Please gather every line in the listing below that contains the word "outlines", and copy each one in full.

MATERIAL FOR THIS EXERCISE –
"""

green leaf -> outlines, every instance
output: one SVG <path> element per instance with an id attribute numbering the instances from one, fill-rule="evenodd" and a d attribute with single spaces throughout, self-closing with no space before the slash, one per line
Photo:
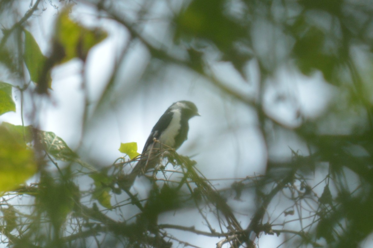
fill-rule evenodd
<path id="1" fill-rule="evenodd" d="M 92 194 L 92 198 L 98 201 L 103 206 L 107 208 L 112 207 L 110 201 L 112 196 L 109 194 L 111 188 L 107 185 L 112 183 L 112 180 L 103 172 L 95 173 L 90 175 L 93 179 L 95 187 Z"/>
<path id="2" fill-rule="evenodd" d="M 194 0 L 175 20 L 175 37 L 197 37 L 214 42 L 222 51 L 245 35 L 245 28 L 225 13 L 224 0 Z M 186 36 L 186 37 L 185 37 Z"/>
<path id="3" fill-rule="evenodd" d="M 8 122 L 3 122 L 1 126 L 6 128 L 20 144 L 25 145 L 32 141 L 32 126 L 13 125 Z"/>
<path id="4" fill-rule="evenodd" d="M 62 63 L 76 57 L 85 60 L 90 49 L 107 36 L 102 29 L 88 29 L 71 21 L 69 18 L 70 10 L 66 8 L 61 12 L 55 29 L 56 40 L 65 49 Z"/>
<path id="5" fill-rule="evenodd" d="M 136 142 L 121 143 L 120 147 L 118 150 L 122 153 L 125 153 L 128 155 L 131 159 L 132 159 L 140 155 L 140 154 L 137 152 L 137 143 Z"/>
<path id="6" fill-rule="evenodd" d="M 78 157 L 63 140 L 51 132 L 39 131 L 40 138 L 46 151 L 57 160 L 74 161 Z"/>
<path id="7" fill-rule="evenodd" d="M 44 66 L 47 58 L 43 55 L 32 35 L 27 30 L 25 32 L 25 63 L 30 73 L 32 81 L 38 84 L 42 77 L 47 79 L 48 86 L 51 88 L 52 80 L 50 72 L 44 71 Z M 43 75 L 43 73 L 47 74 Z"/>
<path id="8" fill-rule="evenodd" d="M 36 172 L 33 151 L 0 126 L 0 192 L 14 189 Z"/>
<path id="9" fill-rule="evenodd" d="M 12 94 L 12 85 L 0 82 L 0 115 L 16 111 L 16 104 Z"/>

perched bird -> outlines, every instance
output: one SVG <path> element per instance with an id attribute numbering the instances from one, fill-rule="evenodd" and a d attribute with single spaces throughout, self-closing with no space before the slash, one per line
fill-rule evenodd
<path id="1" fill-rule="evenodd" d="M 125 188 L 130 188 L 137 176 L 159 164 L 165 149 L 176 150 L 181 145 L 187 138 L 188 121 L 195 116 L 200 116 L 197 107 L 188 101 L 174 103 L 167 109 L 152 129 L 141 159 L 128 175 Z"/>

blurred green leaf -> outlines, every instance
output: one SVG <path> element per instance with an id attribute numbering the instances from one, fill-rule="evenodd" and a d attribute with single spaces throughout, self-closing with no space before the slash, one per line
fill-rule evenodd
<path id="1" fill-rule="evenodd" d="M 1 126 L 6 128 L 12 134 L 16 141 L 20 144 L 25 144 L 32 140 L 32 126 L 23 126 L 3 122 L 1 124 Z"/>
<path id="2" fill-rule="evenodd" d="M 110 201 L 112 196 L 109 194 L 111 188 L 107 186 L 111 184 L 112 180 L 103 172 L 91 174 L 90 177 L 93 179 L 95 187 L 92 194 L 92 198 L 98 201 L 101 205 L 107 208 L 112 207 Z"/>
<path id="3" fill-rule="evenodd" d="M 68 7 L 61 12 L 55 29 L 56 39 L 65 50 L 62 63 L 76 57 L 85 60 L 90 49 L 107 36 L 102 29 L 87 28 L 71 21 L 70 10 Z"/>
<path id="4" fill-rule="evenodd" d="M 137 152 L 137 143 L 136 142 L 121 143 L 120 147 L 118 149 L 122 153 L 128 155 L 131 159 L 138 156 L 140 154 Z"/>
<path id="5" fill-rule="evenodd" d="M 0 126 L 0 192 L 14 189 L 36 172 L 34 152 Z"/>
<path id="6" fill-rule="evenodd" d="M 52 80 L 49 70 L 45 70 L 47 58 L 41 53 L 39 45 L 31 33 L 25 30 L 25 63 L 30 73 L 31 80 L 36 84 L 45 78 L 48 87 L 51 88 Z M 43 74 L 46 75 L 43 75 Z"/>
<path id="7" fill-rule="evenodd" d="M 226 51 L 247 31 L 225 14 L 226 3 L 224 0 L 193 1 L 176 18 L 176 38 L 186 35 L 210 40 Z"/>
<path id="8" fill-rule="evenodd" d="M 0 82 L 0 115 L 9 111 L 16 112 L 12 87 L 11 84 Z"/>
<path id="9" fill-rule="evenodd" d="M 70 172 L 65 172 L 68 175 L 64 175 L 63 178 L 43 175 L 39 183 L 39 194 L 36 196 L 39 210 L 48 213 L 57 232 L 73 209 L 75 203 L 80 201 L 79 187 L 69 179 Z"/>
<path id="10" fill-rule="evenodd" d="M 57 160 L 73 161 L 78 157 L 63 140 L 51 132 L 39 131 L 40 138 L 46 151 Z"/>

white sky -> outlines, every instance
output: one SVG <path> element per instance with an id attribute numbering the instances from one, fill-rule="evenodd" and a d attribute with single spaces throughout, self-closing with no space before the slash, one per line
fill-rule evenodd
<path id="1" fill-rule="evenodd" d="M 47 54 L 50 25 L 56 17 L 56 11 L 50 6 L 46 7 L 46 10 L 31 20 L 29 31 L 43 53 Z M 24 4 L 22 7 L 21 13 L 25 12 L 28 6 Z M 162 12 L 162 7 L 159 8 L 157 9 Z M 93 17 L 94 13 L 90 14 L 92 10 L 89 8 L 79 8 L 79 11 L 78 17 L 75 17 L 83 22 L 90 25 L 90 22 L 97 21 Z M 73 13 L 72 15 L 75 16 Z M 98 100 L 118 51 L 128 37 L 125 30 L 113 22 L 101 19 L 98 23 L 108 32 L 109 36 L 92 49 L 88 59 L 87 76 L 90 98 L 93 103 Z M 266 25 L 258 24 L 259 27 Z M 162 41 L 168 38 L 164 38 L 167 32 L 163 29 L 165 26 L 162 22 L 155 22 L 147 26 L 144 32 Z M 242 178 L 263 173 L 267 155 L 288 157 L 291 151 L 288 146 L 307 152 L 301 141 L 286 134 L 282 136 L 280 134 L 274 135 L 272 138 L 275 142 L 267 150 L 258 129 L 254 110 L 224 96 L 198 75 L 176 66 L 168 68 L 163 78 L 164 84 L 156 88 L 158 90 L 151 92 L 146 90 L 126 92 L 126 89 L 130 89 L 129 86 L 138 82 L 139 72 L 149 59 L 149 54 L 141 46 L 134 46 L 130 49 L 127 62 L 120 69 L 123 85 L 118 87 L 120 90 L 112 96 L 112 107 L 102 113 L 100 118 L 94 119 L 95 123 L 90 123 L 90 128 L 86 131 L 81 150 L 84 157 L 100 161 L 102 166 L 109 164 L 122 156 L 118 151 L 121 142 L 136 142 L 141 151 L 159 117 L 172 103 L 182 100 L 194 102 L 202 116 L 189 121 L 188 139 L 179 151 L 183 155 L 195 155 L 193 159 L 197 161 L 197 167 L 208 178 Z M 213 61 L 210 65 L 217 76 L 227 85 L 247 94 L 248 97 L 255 95 L 259 76 L 255 61 L 247 65 L 250 81 L 243 78 L 229 63 Z M 303 118 L 317 117 L 325 110 L 336 90 L 325 82 L 321 73 L 306 76 L 290 69 L 291 65 L 279 68 L 273 78 L 266 82 L 264 108 L 274 119 L 295 128 L 302 120 L 298 113 Z M 77 137 L 80 137 L 81 132 L 79 127 L 84 92 L 81 87 L 81 63 L 75 60 L 54 69 L 51 100 L 41 103 L 43 110 L 40 116 L 41 129 L 54 132 L 73 148 L 78 145 Z M 1 78 L 0 80 L 4 81 Z M 19 99 L 19 92 L 15 91 L 14 94 Z M 278 101 L 281 97 L 286 100 Z M 117 98 L 121 97 L 123 99 L 118 102 Z M 0 120 L 21 124 L 20 101 L 16 103 L 17 112 L 1 116 Z M 223 181 L 217 186 L 231 183 Z M 183 214 L 181 219 L 190 221 L 187 225 L 203 229 L 201 220 L 193 218 L 196 214 L 192 210 L 186 211 Z M 173 221 L 178 223 L 179 217 L 175 216 Z M 160 221 L 172 219 L 163 215 Z M 178 232 L 175 232 L 176 235 Z M 198 238 L 206 239 L 201 236 Z M 207 239 L 204 241 L 195 240 L 196 244 L 200 244 L 201 242 L 210 244 L 216 242 Z M 278 245 L 282 242 L 277 237 L 264 235 L 260 241 L 262 247 L 275 247 L 275 243 Z"/>

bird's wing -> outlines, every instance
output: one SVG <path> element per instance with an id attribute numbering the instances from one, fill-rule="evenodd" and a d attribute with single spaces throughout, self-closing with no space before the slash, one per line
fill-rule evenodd
<path id="1" fill-rule="evenodd" d="M 172 119 L 173 113 L 170 112 L 166 112 L 163 114 L 158 120 L 158 121 L 154 126 L 151 132 L 148 137 L 148 139 L 145 143 L 142 150 L 142 154 L 144 154 L 149 148 L 150 145 L 153 142 L 153 139 L 156 138 L 159 139 L 161 134 L 163 131 L 165 129 L 170 125 Z"/>

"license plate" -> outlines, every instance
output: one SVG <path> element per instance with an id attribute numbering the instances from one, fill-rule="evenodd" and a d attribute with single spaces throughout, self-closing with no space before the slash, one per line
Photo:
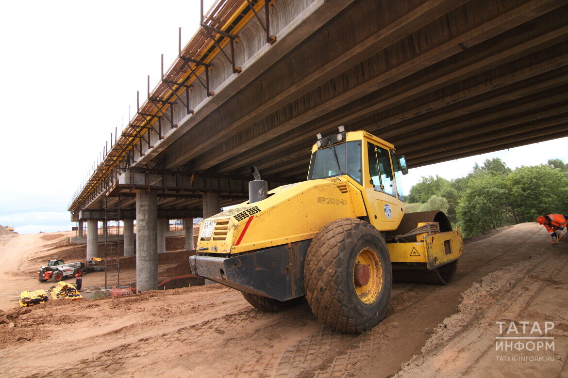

"""

REPLY –
green leaf -> outlines, every instance
perched bird -> outlines, every instance
blurred green leaf -> outlines, every instance
white sky -> outlines, every instance
bird's wing -> outlines, every instance
"license plate" -> outlines, every instance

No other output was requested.